BEGIN SELECTED TEXT
Appointed pastor at age 31, I was very young and inexperienced for the position. I can certainly appreciate this fact with the vantage of age. As soon as I arrived there in 1978, I was recruited by the Diocese of Orlando to teach adult education in diocesan parishes and in the late 1990’s to serve in the diocese’s newly restructured catechist training program, which I continued until 2016 until my diocese dropped human teachers in favor of machines.Although there were many blessings in my twenty years of pastoring, it was becoming evident to me that the priestly life was for much better suited men than me. In 1994 I received permission from my Bishop to take an extended leave, and thanks to the gracious assistance of my Diocese, I was able to successfully complete the laicization process in 1998.
END SELECTED TEXT
BEGIN EXTRACTED MATERIAL
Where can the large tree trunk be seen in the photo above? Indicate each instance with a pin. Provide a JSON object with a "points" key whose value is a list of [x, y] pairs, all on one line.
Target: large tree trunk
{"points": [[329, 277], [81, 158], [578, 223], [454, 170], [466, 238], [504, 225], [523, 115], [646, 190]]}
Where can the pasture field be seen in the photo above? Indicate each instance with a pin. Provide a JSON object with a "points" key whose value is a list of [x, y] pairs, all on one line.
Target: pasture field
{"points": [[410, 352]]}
END EXTRACTED MATERIAL
BEGIN EXTRACTED MATERIAL
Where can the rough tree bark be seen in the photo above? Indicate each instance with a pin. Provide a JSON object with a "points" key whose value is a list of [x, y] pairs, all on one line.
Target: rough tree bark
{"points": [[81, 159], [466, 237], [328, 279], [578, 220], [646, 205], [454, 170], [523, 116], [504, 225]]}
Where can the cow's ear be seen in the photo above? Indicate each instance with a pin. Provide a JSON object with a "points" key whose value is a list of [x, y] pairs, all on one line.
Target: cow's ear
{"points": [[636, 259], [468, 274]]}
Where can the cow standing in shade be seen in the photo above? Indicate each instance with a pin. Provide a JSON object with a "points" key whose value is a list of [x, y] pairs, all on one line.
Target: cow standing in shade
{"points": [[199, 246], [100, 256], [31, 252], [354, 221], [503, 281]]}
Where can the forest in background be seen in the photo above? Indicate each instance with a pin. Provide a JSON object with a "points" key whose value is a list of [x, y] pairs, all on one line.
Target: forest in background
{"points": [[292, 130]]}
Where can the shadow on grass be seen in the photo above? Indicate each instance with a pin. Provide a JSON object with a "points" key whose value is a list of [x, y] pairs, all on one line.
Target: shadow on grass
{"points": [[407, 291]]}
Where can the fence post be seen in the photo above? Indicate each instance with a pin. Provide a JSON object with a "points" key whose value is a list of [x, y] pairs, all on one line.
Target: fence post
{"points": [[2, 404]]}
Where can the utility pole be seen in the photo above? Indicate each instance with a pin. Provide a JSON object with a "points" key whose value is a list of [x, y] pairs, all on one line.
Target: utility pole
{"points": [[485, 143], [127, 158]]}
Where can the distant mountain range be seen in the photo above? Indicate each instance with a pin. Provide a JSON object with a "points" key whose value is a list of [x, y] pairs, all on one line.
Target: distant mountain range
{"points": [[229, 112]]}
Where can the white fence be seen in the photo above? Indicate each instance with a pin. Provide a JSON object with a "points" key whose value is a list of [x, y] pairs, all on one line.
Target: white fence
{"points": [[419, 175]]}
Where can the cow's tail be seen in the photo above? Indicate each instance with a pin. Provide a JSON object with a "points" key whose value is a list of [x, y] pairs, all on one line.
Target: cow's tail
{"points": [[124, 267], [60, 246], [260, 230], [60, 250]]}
END EXTRACTED MATERIAL
_EXERCISE REQUIREMENTS_:
Update the pastoring passage, starting with "Appointed pastor at" and going on through "process in 1998.", by writing it again with "perspective" in place of "vantage".

_TASK RESPONSE_:
Appointed pastor at age 31, I was very young and inexperienced for the position. I can certainly appreciate this fact with the perspective of age. As soon as I arrived there in 1978, I was recruited by the Diocese of Orlando to teach adult education in diocesan parishes and in the late 1990’s to serve in the diocese’s newly restructured catechist training program, which I continued until 2016 until my diocese dropped human teachers in favor of machines.Although there were many blessings in my twenty years of pastoring, it was becoming evident to me that the priestly life was for much better suited men than me. In 1994 I received permission from my Bishop to take an extended leave, and thanks to the gracious assistance of my Diocese, I was able to successfully complete the laicization process in 1998.